▸ What is needed: Below is a block of records; repeat each one exactly.

==== Records for this task ====

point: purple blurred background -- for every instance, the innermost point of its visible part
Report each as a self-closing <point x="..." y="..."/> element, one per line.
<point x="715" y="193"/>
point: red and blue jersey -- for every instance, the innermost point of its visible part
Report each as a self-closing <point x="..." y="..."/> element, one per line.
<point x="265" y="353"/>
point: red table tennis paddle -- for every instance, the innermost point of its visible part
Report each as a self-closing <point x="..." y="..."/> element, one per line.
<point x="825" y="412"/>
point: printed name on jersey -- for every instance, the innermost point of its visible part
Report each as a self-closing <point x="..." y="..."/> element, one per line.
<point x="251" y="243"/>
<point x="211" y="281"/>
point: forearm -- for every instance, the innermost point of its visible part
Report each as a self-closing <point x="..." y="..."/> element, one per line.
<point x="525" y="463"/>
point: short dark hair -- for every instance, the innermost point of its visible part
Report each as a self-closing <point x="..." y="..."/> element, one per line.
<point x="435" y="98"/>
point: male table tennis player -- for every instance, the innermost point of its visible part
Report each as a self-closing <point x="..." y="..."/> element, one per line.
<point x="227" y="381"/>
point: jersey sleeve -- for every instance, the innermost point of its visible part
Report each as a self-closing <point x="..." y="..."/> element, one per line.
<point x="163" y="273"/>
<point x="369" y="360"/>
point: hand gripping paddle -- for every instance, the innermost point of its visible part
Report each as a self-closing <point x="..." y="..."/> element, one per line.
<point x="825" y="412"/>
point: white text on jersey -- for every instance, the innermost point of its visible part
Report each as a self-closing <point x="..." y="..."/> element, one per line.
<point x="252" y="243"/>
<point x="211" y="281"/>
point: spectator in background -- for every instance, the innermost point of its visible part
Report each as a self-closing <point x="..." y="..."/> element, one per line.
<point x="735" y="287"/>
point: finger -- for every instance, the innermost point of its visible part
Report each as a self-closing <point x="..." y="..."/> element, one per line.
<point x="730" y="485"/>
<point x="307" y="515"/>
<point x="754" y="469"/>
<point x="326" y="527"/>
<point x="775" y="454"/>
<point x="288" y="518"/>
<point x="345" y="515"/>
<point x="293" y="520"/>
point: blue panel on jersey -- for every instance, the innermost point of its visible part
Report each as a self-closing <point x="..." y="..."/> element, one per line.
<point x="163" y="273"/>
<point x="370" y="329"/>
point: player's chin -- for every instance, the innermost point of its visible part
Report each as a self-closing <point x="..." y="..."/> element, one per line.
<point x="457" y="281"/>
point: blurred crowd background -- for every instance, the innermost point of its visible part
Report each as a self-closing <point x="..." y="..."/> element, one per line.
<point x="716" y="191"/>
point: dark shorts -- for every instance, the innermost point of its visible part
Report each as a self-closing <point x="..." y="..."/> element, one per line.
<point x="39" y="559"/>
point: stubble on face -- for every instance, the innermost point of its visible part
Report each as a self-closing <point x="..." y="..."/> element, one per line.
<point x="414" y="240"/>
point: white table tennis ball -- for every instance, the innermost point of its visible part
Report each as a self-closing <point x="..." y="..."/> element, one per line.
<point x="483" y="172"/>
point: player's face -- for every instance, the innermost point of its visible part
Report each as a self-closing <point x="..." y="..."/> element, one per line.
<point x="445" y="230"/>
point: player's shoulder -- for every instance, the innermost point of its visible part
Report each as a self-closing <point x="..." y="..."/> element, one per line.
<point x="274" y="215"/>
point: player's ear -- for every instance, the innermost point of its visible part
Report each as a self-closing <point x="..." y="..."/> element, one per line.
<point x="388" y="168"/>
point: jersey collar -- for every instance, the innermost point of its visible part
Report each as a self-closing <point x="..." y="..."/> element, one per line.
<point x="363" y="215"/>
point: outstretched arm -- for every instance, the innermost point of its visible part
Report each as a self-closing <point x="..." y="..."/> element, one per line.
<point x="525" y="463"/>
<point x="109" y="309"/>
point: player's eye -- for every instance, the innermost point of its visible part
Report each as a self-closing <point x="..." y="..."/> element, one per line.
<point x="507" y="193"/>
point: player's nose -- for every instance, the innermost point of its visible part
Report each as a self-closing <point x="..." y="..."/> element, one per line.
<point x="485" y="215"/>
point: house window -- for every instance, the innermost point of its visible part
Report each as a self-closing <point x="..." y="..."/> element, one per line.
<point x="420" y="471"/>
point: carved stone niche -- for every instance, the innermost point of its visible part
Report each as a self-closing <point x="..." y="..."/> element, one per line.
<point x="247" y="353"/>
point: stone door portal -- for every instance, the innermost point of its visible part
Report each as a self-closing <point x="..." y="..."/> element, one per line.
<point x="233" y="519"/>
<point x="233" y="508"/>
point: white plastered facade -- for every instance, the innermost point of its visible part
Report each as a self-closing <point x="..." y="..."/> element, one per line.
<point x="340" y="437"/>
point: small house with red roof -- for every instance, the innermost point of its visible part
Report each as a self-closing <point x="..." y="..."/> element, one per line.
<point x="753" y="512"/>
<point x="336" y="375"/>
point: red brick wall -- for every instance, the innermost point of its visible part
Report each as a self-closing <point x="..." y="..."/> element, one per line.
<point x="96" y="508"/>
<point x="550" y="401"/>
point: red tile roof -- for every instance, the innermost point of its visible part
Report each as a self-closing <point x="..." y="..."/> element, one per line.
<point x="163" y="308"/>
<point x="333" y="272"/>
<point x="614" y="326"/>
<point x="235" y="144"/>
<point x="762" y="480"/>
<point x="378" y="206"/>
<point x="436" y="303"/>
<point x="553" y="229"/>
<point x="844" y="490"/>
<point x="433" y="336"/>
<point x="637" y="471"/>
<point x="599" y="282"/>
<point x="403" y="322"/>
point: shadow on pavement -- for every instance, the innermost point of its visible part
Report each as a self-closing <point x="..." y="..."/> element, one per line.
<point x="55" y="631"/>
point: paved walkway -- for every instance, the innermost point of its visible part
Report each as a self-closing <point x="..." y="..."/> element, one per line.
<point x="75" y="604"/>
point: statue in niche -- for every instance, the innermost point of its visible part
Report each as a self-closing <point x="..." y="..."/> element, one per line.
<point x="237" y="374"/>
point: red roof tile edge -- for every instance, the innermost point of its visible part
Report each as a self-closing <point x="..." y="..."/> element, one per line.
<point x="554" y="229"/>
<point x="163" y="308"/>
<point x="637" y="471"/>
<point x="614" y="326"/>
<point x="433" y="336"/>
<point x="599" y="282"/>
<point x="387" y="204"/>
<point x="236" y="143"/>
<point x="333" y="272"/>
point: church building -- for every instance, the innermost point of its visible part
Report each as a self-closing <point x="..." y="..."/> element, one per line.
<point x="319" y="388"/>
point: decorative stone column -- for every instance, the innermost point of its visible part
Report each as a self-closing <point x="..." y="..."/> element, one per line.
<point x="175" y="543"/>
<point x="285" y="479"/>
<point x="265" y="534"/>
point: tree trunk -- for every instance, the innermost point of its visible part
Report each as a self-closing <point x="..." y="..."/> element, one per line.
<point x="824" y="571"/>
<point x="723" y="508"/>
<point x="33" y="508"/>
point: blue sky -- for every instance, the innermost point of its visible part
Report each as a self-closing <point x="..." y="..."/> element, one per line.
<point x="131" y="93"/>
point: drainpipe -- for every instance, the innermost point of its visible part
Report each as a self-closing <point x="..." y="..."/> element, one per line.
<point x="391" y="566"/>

====

▸ Correct response:
point: purple blurred background -- for every instance, the innermost point of its visible part
Report each as a self-closing <point x="..." y="..."/> element, one per line.
<point x="715" y="193"/>
point: red and blue jersey -- for every instance, the innermost point of its visible part
Report each as a self-closing <point x="..." y="..."/> element, one per line.
<point x="265" y="353"/>
point: red table tennis paddle -- for every instance, the innermost point of its visible part
Report each as a self-closing <point x="..." y="..."/> element, one per line.
<point x="825" y="412"/>
point: printed name on jersey -- for every instance, the innermost point of its visible part
Report each as a self-closing <point x="..." y="..."/> element, one per line.
<point x="251" y="243"/>
<point x="211" y="281"/>
point: forearm -- for every instance, the innermost point of its visible part
Report each as a self-closing <point x="..." y="..."/> element, one per line.
<point x="525" y="463"/>
point: short dark hair -- for every instance, the innermost point of its visible part
Report each as a self-closing <point x="..." y="..."/> element, one per line.
<point x="435" y="98"/>
point: male table tennis player -- for every instance, the innermost point of its visible part
Report each as a self-closing <point x="..." y="..."/> element, one per line.
<point x="227" y="381"/>
point: jersey sleeve -- for every instance, the innermost point of its visible part
Report each as a self-closing <point x="..." y="..."/> element, one per line.
<point x="163" y="273"/>
<point x="369" y="360"/>
point: hand gripping paddle -- for every instance, the innermost point of its visible part
Report each as a self-closing <point x="..." y="..."/> element, one per line.
<point x="825" y="412"/>
point: white text on jersey -- for every instance, the innermost point of its visible part
Report each as a self-closing <point x="..." y="..."/> element, one per line.
<point x="252" y="243"/>
<point x="211" y="281"/>
point: spectator in background -- for every instance, the innermost point of its visible part
Report each as a self-closing <point x="..." y="..."/> element, one per line.
<point x="735" y="287"/>
point: finger -- for every instance, the innermost point of its visible part
Report each as a self-closing <point x="..." y="..."/> element, one per line.
<point x="730" y="485"/>
<point x="307" y="515"/>
<point x="754" y="469"/>
<point x="326" y="527"/>
<point x="775" y="454"/>
<point x="288" y="518"/>
<point x="345" y="515"/>
<point x="293" y="520"/>
point: blue panel on jersey -- for every instance, the innermost point of its visible part
Report each as a self-closing <point x="..." y="..."/> element, one per line.
<point x="163" y="273"/>
<point x="370" y="329"/>
point: player's chin -- for every instance, the innermost point of its visible part
Report each as a self-closing <point x="..." y="..."/> element, one per line.
<point x="457" y="281"/>
point: blurred crowd background -- for every instance, the innermost point of its visible part
Report each as a self-closing <point x="..." y="..."/> element, one per line.
<point x="716" y="191"/>
point: dark shorts -- for every instance, the innermost point of its visible part
Report each as a self-closing <point x="..." y="..."/> element, one per line.
<point x="39" y="559"/>
point: stubble on face -- for every instance, the innermost point of its visible part
Report each as a self-closing <point x="..." y="..."/> element, one per line.
<point x="414" y="240"/>
point: white table tennis ball -- for every instance, the innermost point of its visible part
Report each as a self-closing <point x="..." y="..."/> element, one per line.
<point x="483" y="172"/>
point: player's face -- for every instance, the innermost point of its visible part
Report each as a self-closing <point x="..." y="..."/> element, one per line.
<point x="445" y="230"/>
point: player's shoulder -- for every instance, the innermost point of its visible part
Report each as a self-closing <point x="..." y="..."/> element, one per line.
<point x="274" y="215"/>
point: player's ear -- for every instance, the innermost point of its visible part
Report each as a self-closing <point x="..." y="..."/> element, one per line.
<point x="388" y="168"/>
point: jersey collar -- for every instance, the innermost point of its visible part
Report each as a self-closing <point x="..." y="..."/> element, one per line.
<point x="363" y="215"/>
point: outstretched arm -- for every instance, the innermost point of its visible part
Report each as a self-closing <point x="..." y="..."/> element, one per line.
<point x="525" y="463"/>
<point x="109" y="309"/>
point: player's eye -- for every instance, the innermost point of its visible part
Report each as a self-closing <point x="..." y="..."/> element, one per line.
<point x="507" y="193"/>
point: player's nose -- for every instance, the innermost point of its visible part
Report each as a self-closing <point x="..." y="..."/> element, one per line.
<point x="485" y="215"/>
point: house window -- for every instance, the innermost point of its visible part
Report each as a self-closing <point x="..." y="..."/> element, one per line.
<point x="420" y="471"/>
point: carved stone niche -- for every instance, the innermost point of its visible part
Report each as a self-closing <point x="..." y="..."/> element, one per line.
<point x="247" y="353"/>
point: stone door portal -- for every instance, the innermost point of its visible part
Report each as a self-closing <point x="..." y="..."/> element, one per line.
<point x="233" y="519"/>
<point x="233" y="508"/>
point: white plastered facade -- for every instance, the innermost point of its visible part
Report each as a self-closing <point x="..." y="..."/> element, one per line.
<point x="340" y="437"/>
point: small house with red roof -- for every instance, the innermost point of its visible part
Report each as a self-closing <point x="..." y="..."/> element, one per line.
<point x="753" y="512"/>
<point x="336" y="375"/>
point: red brick wall -- for every instance, the innermost point of its visible part
Report each as a self-closing <point x="..." y="..."/> element, one per line.
<point x="96" y="508"/>
<point x="550" y="401"/>
point: red tile roof -- for every instance, the innermost point of its visible part
Report each as a self-closing <point x="..." y="..."/> element, one per line.
<point x="163" y="308"/>
<point x="333" y="272"/>
<point x="614" y="326"/>
<point x="235" y="144"/>
<point x="762" y="480"/>
<point x="378" y="206"/>
<point x="436" y="303"/>
<point x="553" y="229"/>
<point x="844" y="490"/>
<point x="433" y="336"/>
<point x="637" y="471"/>
<point x="599" y="282"/>
<point x="403" y="322"/>
point: shadow on pavement -- for every instance, the innermost point of its visible part
Report each as a self-closing <point x="..." y="..."/> element, one per line.
<point x="55" y="631"/>
point: paved walkway -- for every instance, the innermost point of its visible part
Report each as a self-closing <point x="..." y="..."/> element, one per line.
<point x="75" y="604"/>
point: statue in niche -- for every instance, the innermost point of its visible part
Report each as a self-closing <point x="..." y="..."/> element, one per line.
<point x="237" y="374"/>
point: red roof tile edge -- for every instance, the innermost point of its visible part
Report each as a self-closing <point x="..." y="..."/> element, one per line.
<point x="554" y="229"/>
<point x="163" y="308"/>
<point x="637" y="471"/>
<point x="614" y="326"/>
<point x="433" y="336"/>
<point x="599" y="282"/>
<point x="387" y="204"/>
<point x="236" y="143"/>
<point x="333" y="272"/>
point: church building -- for every instance, the innermost point of its visible part
Report each as a self-closing <point x="..." y="..."/> element, one per line.
<point x="319" y="388"/>
point: decorative stone column -- for every instance, the innermost point of its visible part
Report each as a self-closing <point x="..." y="..."/> element, one per line.
<point x="175" y="543"/>
<point x="285" y="479"/>
<point x="265" y="534"/>
point: tree trunk -- for every instance, the innermost point of its visible part
Report each as a self-closing <point x="..." y="..."/> element, one per line.
<point x="824" y="571"/>
<point x="723" y="508"/>
<point x="33" y="508"/>
point: blue sky -- for every instance, the innermost point of its visible part
Report each as a self-closing <point x="..." y="..."/> element, one per line.
<point x="131" y="93"/>
point: drainpipe -- for every instance, the innermost point of its visible part
Report each as a self-closing <point x="..." y="..."/> element, one per line.
<point x="391" y="566"/>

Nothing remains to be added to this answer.